(Coordinate annotation records)
╔══

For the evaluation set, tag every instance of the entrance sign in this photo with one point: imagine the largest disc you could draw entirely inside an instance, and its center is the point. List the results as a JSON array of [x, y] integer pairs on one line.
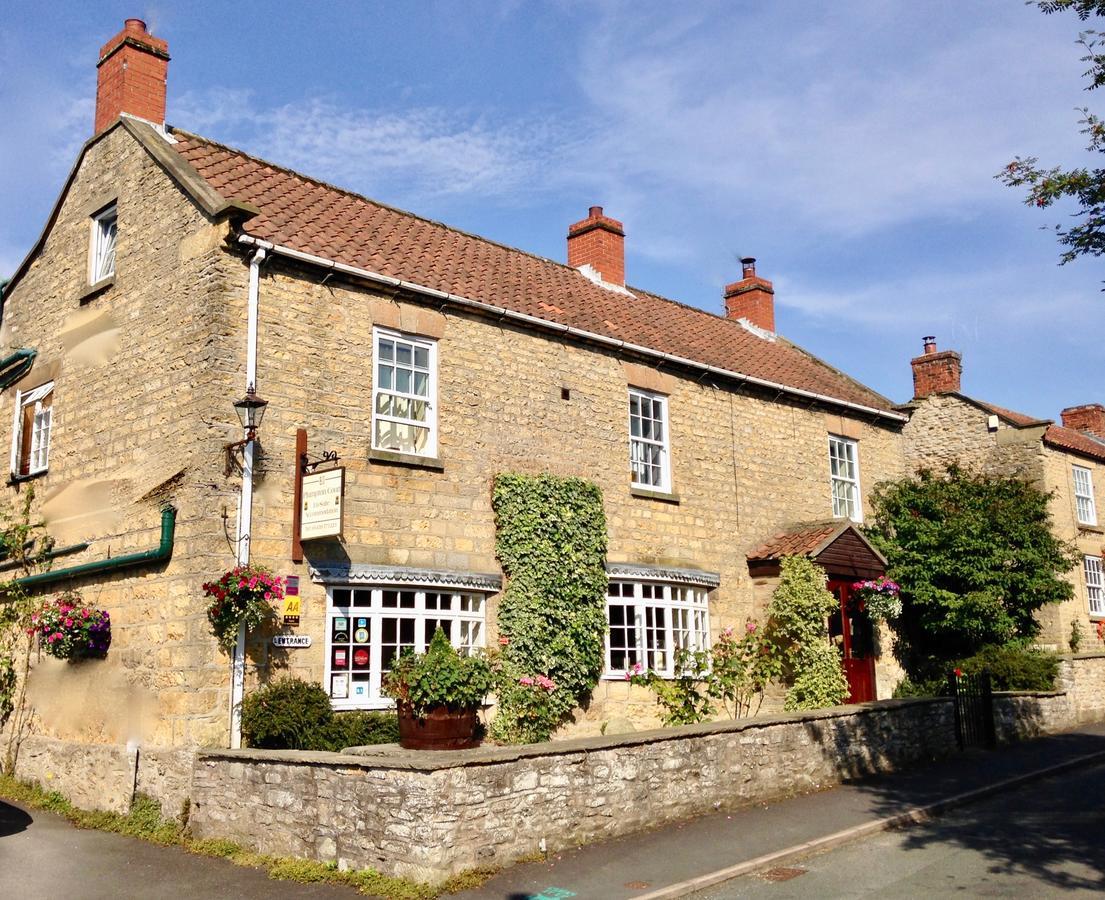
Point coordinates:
[[323, 504], [292, 640]]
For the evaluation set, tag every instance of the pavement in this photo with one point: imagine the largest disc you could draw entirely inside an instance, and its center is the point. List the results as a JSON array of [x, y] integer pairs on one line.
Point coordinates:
[[682, 859]]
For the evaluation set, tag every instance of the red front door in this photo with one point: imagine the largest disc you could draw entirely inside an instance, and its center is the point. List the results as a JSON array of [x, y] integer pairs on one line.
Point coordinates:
[[853, 635]]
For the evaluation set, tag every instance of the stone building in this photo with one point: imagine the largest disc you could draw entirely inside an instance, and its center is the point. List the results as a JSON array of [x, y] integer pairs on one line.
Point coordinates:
[[1066, 460], [176, 273]]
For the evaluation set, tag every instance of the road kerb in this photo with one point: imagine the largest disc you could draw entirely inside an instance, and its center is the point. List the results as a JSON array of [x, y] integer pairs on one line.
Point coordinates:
[[911, 816]]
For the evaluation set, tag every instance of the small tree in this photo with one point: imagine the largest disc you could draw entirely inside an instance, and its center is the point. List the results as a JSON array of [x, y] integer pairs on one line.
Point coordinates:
[[975, 556], [800, 607]]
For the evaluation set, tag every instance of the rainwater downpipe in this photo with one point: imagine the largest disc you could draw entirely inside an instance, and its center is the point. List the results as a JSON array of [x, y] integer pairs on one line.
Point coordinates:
[[245, 499]]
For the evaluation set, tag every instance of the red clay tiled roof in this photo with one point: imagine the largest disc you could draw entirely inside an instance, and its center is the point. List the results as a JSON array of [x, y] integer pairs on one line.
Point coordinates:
[[800, 541], [1055, 436], [316, 218], [1069, 439]]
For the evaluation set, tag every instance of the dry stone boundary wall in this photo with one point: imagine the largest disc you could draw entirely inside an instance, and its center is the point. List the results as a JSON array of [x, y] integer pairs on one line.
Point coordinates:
[[430, 815]]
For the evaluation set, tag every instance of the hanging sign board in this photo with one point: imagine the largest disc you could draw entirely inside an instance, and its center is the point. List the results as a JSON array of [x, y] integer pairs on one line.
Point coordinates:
[[292, 640], [323, 504], [291, 608]]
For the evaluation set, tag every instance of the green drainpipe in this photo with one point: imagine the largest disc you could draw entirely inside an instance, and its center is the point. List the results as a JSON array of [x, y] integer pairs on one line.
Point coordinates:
[[16, 366], [160, 554]]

╚══

▸ Work to be completed:
Reproduce every line from the one containing "For the evaluation set, tag every instance of the green" through the end of the items, with the text lines unchanged and only those lines given. Scale each point coordinate in the answers by 2.45, rounding to whole numbers with halves going up.

▸ The reply:
For the evaluation set, tag every instance of the green drainpipe in this photo with one point: imagine the largest disc you could draw entirely inside an instance, and its center is the point. List the results as a JSON array of [x, y] integer pairs on one line.
Point coordinates:
[[39, 897], [392, 1357]]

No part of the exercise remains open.